For my new RC plane I needed reasonable charging facilities,
because most trickle chargers like the one I got with the RC gear are trash.
So after some thinking about building my own charge controller
(not too tricky but time-consuming) I bit the bullet and bought this
SJ Propo Swallow Advance charger: a very nice bit of equipment, charges
pretty much anything from Lead-Acid to Li-Po intelligently, and with nice
options. $90, so not exactly breaking the bank.
But the Swallow is DC only, 11-15V, good for taking with you
in the car, bad for at home. I hate wallwarts. So I need: DC, preferrably
12V at 3-5A. But I have: loads of lousy underpowered wallwarts (bad)
and loads of old garbage (good). Because the old garbage contains
the innards of a few Sun SCSI enclosures, some of which came with brilliant
fanless Sony-made switching PSUs. APS-28: old, silent, solid, juicy
and saucy :-)
Time for the tinker: it simply took a few galvanised nails, some foam and
a bit of soldering to convert the Molex outlets to posts for crocodile clamps.
(There is extra insulation behind the foam, but the sparkies
wouldn't be too happy with the design. Screw 'em!)
That PSU now also replaces three wallwarts, which makes me really happy.
I fabricated some custom charging leads from scrap (old wires, some computer
connectors, crocodile clamps from rotten test leads etc.)
next: one 12V lead for the Yaesu VX5R which has its own
charge controller (Li-Ion) and a tiny plug, one 12V fat plug for the
CDMA phone's charger-stand (with its own controller).

* * * * * * *

| OBJECTIVE 1 |
Recast the stretch of the entries from the line containing "Can you find the white" through the end of the entries as a JSON list of strings, one string per line, with blank lines left out.

| EXTRACTED DATA |
* * * * * * *

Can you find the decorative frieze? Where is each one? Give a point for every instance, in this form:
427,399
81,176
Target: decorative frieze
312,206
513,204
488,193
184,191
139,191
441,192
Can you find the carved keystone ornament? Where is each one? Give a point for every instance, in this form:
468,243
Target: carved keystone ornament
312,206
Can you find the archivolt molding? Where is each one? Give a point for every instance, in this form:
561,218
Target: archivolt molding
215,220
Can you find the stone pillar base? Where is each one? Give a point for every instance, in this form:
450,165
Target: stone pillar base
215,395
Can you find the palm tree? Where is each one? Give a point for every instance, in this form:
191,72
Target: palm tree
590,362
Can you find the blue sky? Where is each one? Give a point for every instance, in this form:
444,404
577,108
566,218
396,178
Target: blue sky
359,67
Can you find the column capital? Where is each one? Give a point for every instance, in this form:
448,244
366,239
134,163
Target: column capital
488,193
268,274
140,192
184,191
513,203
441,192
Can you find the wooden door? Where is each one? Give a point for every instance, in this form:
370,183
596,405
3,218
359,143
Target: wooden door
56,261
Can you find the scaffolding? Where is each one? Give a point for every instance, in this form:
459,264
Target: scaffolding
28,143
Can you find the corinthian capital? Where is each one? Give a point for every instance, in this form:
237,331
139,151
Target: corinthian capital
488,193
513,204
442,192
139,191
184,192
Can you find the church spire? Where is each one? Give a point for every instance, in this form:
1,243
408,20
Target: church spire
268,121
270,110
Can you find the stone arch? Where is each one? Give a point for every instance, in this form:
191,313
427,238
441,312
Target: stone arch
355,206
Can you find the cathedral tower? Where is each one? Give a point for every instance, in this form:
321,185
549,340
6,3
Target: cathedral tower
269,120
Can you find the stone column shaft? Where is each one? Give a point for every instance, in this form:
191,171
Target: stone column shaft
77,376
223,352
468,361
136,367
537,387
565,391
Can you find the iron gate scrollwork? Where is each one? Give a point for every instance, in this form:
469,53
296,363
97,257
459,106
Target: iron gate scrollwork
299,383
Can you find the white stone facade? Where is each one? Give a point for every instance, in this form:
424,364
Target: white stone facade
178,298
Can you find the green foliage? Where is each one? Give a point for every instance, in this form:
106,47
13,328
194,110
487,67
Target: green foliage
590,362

* * * * * * *

| OBJECTIVE 2 |
Continue the account of the homemade charging setup from the point where it stops.

| EXERCISE OUTPUT 1 |
[
  "Can you find the white stone facade? Where is each one? Give a point for every instance, in this form:",
  "424,364",
  "Target: white stone facade",
  "178,298",
  "Can you find the green foliage? Where is each one? Give a point for every instance, in this form:",
  "106,47",
  "13,328",
  "194,110",
  "487,67",
  "Target: green foliage",
  "590,362"
]

| EXERCISE OUTPUT 2 |
The fat plug also
works with the cordless drill, now and only after I gutted the drill
charger stand: first I connected the Swallow to that, but the stand
actually contains a few resistors for trickle charging. The Swallow
blasted a few Amps at about 19V across that, the resistor got a tiny little
bit hot, the stand plastic started growing surrealistic in shape
and I quickly stopped things before the Magic Smoke got out.
Now: gutless stand, brains in the charger. Me happy.
Another recent successful tinkerproject was modding Guntis' radio: he
wanted a remote PTT switch to connect to his small speaker-mike sitting on his
shoulder, just like
the setup I've used for the last two years. (My
new in-helmet setup was tested on Sunday and works superbly.)
So I hunted up parts, traced the wiring in his speakermike and Simply Dit It.
First I rewired the speakermike to activate on the PTT switch, and then
I built a new remote PTT switch from scratch.
Here's the switch I made for him: 100% recycled components! :-)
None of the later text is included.